**What to produce:** Each line from the one that contains "man in black" to the end of the material must be set down exactly, and no line before it.

··········

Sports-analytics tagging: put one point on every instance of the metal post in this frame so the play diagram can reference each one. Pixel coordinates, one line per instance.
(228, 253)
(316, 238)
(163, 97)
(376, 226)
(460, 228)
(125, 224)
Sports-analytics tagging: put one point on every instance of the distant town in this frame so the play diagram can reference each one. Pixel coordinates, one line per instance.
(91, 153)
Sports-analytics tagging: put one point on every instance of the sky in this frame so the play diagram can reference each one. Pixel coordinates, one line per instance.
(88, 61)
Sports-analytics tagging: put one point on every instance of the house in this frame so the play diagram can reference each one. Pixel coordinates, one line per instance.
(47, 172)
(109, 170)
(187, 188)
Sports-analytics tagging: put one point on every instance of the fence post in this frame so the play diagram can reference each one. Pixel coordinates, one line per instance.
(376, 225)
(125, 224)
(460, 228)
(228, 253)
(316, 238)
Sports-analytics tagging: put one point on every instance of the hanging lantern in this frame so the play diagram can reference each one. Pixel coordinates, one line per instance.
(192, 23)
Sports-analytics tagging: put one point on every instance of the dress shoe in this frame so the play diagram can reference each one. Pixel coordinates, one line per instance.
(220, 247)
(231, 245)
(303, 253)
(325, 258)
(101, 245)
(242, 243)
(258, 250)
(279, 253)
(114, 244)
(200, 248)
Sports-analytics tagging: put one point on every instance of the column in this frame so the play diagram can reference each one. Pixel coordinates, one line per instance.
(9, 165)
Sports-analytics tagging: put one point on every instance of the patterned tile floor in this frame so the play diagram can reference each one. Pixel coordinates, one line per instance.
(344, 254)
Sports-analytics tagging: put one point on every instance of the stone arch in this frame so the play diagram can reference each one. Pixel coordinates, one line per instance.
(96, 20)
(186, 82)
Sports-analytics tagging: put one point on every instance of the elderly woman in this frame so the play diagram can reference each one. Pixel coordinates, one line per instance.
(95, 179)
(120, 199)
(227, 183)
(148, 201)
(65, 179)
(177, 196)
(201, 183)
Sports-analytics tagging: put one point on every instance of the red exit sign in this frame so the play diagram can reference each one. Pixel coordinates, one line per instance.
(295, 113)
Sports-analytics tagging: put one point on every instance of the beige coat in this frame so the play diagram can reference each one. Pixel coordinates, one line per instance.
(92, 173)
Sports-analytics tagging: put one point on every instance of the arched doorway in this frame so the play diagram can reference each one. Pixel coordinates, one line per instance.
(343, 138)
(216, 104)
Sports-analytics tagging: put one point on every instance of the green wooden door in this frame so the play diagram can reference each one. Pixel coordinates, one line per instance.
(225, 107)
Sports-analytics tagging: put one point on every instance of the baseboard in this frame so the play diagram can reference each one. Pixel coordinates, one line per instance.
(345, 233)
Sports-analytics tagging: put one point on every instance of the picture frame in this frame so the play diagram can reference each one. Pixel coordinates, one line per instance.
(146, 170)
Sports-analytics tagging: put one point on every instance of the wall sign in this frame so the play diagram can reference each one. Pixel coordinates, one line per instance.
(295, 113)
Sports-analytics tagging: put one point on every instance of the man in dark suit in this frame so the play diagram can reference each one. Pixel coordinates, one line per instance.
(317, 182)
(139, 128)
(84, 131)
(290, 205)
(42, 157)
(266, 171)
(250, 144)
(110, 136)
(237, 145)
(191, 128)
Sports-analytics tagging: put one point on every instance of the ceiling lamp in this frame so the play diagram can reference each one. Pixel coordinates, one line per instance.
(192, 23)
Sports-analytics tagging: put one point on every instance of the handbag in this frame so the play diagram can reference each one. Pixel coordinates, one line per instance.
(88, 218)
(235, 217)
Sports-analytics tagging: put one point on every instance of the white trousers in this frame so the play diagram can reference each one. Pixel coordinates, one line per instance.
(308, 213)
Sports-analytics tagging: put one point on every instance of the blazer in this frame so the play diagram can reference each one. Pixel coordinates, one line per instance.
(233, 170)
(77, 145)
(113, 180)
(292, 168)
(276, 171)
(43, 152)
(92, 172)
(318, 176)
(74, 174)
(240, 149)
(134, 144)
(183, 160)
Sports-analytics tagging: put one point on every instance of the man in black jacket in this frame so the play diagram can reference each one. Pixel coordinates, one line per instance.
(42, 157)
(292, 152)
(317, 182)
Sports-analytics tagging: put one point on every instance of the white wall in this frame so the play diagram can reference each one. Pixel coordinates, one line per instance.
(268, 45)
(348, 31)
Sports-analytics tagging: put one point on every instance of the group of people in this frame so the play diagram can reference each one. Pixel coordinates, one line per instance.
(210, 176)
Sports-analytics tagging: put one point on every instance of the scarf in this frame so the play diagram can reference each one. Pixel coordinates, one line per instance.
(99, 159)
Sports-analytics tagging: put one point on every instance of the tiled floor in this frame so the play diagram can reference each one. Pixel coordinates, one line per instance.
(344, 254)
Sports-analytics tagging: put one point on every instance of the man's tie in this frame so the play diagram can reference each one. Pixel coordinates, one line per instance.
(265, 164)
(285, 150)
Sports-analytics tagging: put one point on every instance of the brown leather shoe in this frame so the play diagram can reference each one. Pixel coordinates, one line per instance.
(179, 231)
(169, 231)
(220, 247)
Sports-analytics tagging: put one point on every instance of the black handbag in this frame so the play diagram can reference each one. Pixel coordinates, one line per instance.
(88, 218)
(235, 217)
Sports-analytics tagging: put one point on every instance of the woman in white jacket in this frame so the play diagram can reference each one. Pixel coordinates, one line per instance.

··········

**The reply:**
Sports-analytics tagging: put one point on every instance of the man in black jacket in this frame so the play diagram can reference each one. Pixel coordinates, one line per instance.
(42, 157)
(292, 152)
(317, 182)
Sports-analytics tagging: put one point on every instance of the white wall in this frame so the play diagram can reference each one. Pixel coordinates, one line per instance.
(268, 45)
(348, 31)
Sports-analytics tagging: put one point on every instance of the group of people in this frame so the play diagram can reference each one. Pixel coordinates, one line per instance.
(210, 176)
Sports-analytics tagging: put one point on every instance of the scarf in this frame so the play diagram can reference each one. Pixel coordinates, one line per instance.
(99, 159)
Sports-analytics tagging: put one point on every instance of the tiled floor in this frame so the play diagram can reference each one. Pixel coordinates, one line per instance.
(344, 254)
Sports-analytics tagging: put one point on every instance of the man's tie in this frame so the play diagram can reference each one. Pixel coordinates, one line per instance.
(265, 164)
(285, 150)
Sports-analytics tagging: put one point on every instance of the brown leather shoe in this frame so the play diagram can reference each one. Pixel coordinates, one line per instance.
(179, 231)
(169, 231)
(220, 247)
Sports-analytics tagging: put one point on every instance of the black handbag in this frame so the play diagram can reference each one. Pixel coordinates, one line per instance.
(88, 218)
(235, 217)
Sports-analytics tagging: put one point on every instance of the woman in white jacket in this frame so the play diagram can reference each one. Pixel coordinates, one line per instance.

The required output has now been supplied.